_Tâche demandée 1_
Dressez la liste de tous les cinéastes dont l'extrait sur La Petite Boutique des Horreurs dit que Roger Corman a lancé la carrière.

******************************

La Petite Boutique des Horreurs - 1960 ("Feed Meeeeeeeeeee !")

Par Olivier Walmacq

genre: comédie noire, horrifique, épouvante
année: 1960
durée: 1h10

l'histoire : Le jeune Seymour, employé d'un minable fleuriste, est propriétaire d'une mystérieuse plante qu'il a baptisé Audrey Junior par amour pour Audrey, sa jolie collègue de travail. Mais la plante se nourrit de sang humain, parlant pour réclamer sa nourriture et grandissant de façon inquiètante : elle devient très vite une attraction touristique. Bientôt, Seymour est obligé de lui fournir de nombreuses victimes et se retrouve pourchassé par la police

La critique :

C'est à partir de 1955 que Roger Corman, réalisateur et producteur, débute sa carrière au cinéma. Roger Corman va essentiellement se spécialiser dans les productions indépendantes et donc dans les séries B. Tout au long de sa carrière, il va refuser d'adhérer au système hollywoodien qu'il exècre et vitupère. Paradoxalement, le cinéaste va lancer de nombreux talents, notamment Jonathan Demme, Ron Howard, Joe Dante, James Cameron, ou encore Francis Ford Coppola.

******************************

_Tâche demandée 2_
Mettez dans un tableau Markdown les lignes des enregistrements, du début des enregistrements jusqu'à la ligne contenant "Mark the region", celle-ci comprise, sans les lignes vides. Les colonnes s'intitulent N° et Ligne.

******************************

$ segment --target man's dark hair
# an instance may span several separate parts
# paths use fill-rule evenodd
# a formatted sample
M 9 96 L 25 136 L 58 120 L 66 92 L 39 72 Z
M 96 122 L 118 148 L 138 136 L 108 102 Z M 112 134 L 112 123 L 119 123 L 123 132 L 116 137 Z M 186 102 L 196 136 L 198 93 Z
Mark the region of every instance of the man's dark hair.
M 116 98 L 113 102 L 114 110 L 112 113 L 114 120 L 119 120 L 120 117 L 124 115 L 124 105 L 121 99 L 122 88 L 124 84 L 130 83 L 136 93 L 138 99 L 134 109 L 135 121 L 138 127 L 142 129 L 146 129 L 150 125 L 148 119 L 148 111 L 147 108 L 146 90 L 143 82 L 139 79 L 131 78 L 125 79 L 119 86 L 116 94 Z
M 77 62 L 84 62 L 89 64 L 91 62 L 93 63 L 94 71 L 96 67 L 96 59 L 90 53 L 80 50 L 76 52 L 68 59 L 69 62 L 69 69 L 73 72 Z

******************************

_Réponse finale 1_
Jonathan Demme, Ron Howard, Joe Dante, James Cameron, Francis Ford Coppola

_Réponse finale 2_
| N° | Ligne |
|---|---|
| 1 | $ segment --target man's dark hair |
| 2 | # an instance may span several separate parts |
| 3 | # paths use fill-rule evenodd |
| 4 | # a formatted sample |
| 5 | M 9 96 L 25 136 L 58 120 L 66 92 L 39 72 Z |
| 6 | M 96 122 L 118 148 L 138 136 L 108 102 Z M 112 134 L 112 123 L 119 123 L 123 132 L 116 137 Z M 186 102 L 196 136 L 198 93 Z |
| 7 | Mark the region of every instance of the man's dark hair. |